## TEXT PASSAGE
☆ ☆ ☆ ☆ ☆

# Lighten up masterpiece post - lynskey carbon cradle? KCNC



## elbardo (Jan 21, 2008)

Looking to lighten up my masterpiece post. Saw a post a while ago suggesting using kcnc bolts and yokes. The cradle is still quite heavy - and I don't want to use the kcnc since i'm using a selle italia slr kit carbino flow saddle with carbon rails.

I saw the lynskey titanium seatpost, and it uses a carbon cradle similar to the masterpiece. 

Does anyone know the diameter, or if it is compatible with the masterpiece?

Any other lower cradle options other than kcnc?


----------



## adept1 (Jul 25, 2008)

The Saso carbon post uses the same one as the Lynskey by the way and the posts go for about $75 on Ebay.


----------



## egebhardt (Nov 16, 2004)

Why not just buy the Thomson SeatPost kit from www.torontocycles.com?

My 30.9 x 350 masterpiece setback is 182g with the Ti kit for $22. It shaved 9g.


----------



## rc51kid (Jul 24, 2008)

egebhardt said:


> Why not just buy the Thomson SeatPost kit from www.torontocycles.com?
> 
> My 30.9 x 350 masterpiece setback is 182g with the Ti kit for $22. It shaved 9g.


what about using the "ultrlight ti seatpost hardware kit" would be lighter?


----------



## AlexRandall (Apr 2, 2009)

Its a lot of effort to get small weight savings. Better off to buy a lighter post from scratch, or save the money and invest in meaningful weight saving


----------



## COLINx86 (Apr 8, 2009)

http://smud-carbon.eu/thomson_dol.html
http://smud-carbon.eu/thomson_gora.html
Carbon pieces for Thompson seatpost
http://torontocycles.com/Selling/Titanium.html
Titanium bolts.
Going by claimed weights, I think you may be able to get a masterpiece close to the weight of a KCNC.
:thumbsup:


----------



## nikoli8 (Mar 23, 2008)

Mines 149 by just changing to KCNC yokes..
I am also interested in the Carbon lowers..will definitley put it below 140..


----------



## rc51kid (Jul 24, 2008)

nikoli8 said:


> Mines 149 by just changing to KCNC yokes..

☆ ☆ ☆ ☆ ☆

## INFORMATION PROVIDED
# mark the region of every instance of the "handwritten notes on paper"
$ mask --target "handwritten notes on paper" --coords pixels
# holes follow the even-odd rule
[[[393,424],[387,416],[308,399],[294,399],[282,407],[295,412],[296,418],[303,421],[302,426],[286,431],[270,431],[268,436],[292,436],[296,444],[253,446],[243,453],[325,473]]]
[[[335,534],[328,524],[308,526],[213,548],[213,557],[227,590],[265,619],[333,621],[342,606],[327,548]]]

☆ ☆ ☆ ☆ ☆

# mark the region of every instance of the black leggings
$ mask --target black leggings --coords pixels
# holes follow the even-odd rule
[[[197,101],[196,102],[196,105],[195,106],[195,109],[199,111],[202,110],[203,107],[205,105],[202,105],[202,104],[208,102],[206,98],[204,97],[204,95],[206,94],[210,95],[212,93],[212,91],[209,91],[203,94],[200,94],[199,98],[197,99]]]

☆ ☆ ☆ ☆ ☆

## GIVEN TASK 1
Please repeat the part of the seatpost thread starting at "## COLINx86 (Apr" and ending at "Titanium bolts.".
## GIVEN TASK 2
Answer these questions from the seatpost thread:
(a) What saddle does elbardo say is in use?
(b) According to adept1, roughly what do the Saso carbon posts sell for on Ebay?
(c) What weight does egebhardt give for the 30.9 x 350 masterpiece setback with the Ti kit?
The rows have no connection to the seatpost thread.

## RESULT 1
## COLINx86 (Apr 8, 2009)

http://smud-carbon.eu/thomson_dol.html
http://smud-carbon.eu/thomson_gora.html
Carbon pieces for Thompson seatpost
http://torontocycles.com/Selling/Titanium.html
Titanium bolts.

## RESULT 2
(a) A selle italia slr kit carbino flow saddle with carbon rails
(b) About $75
(c) 182g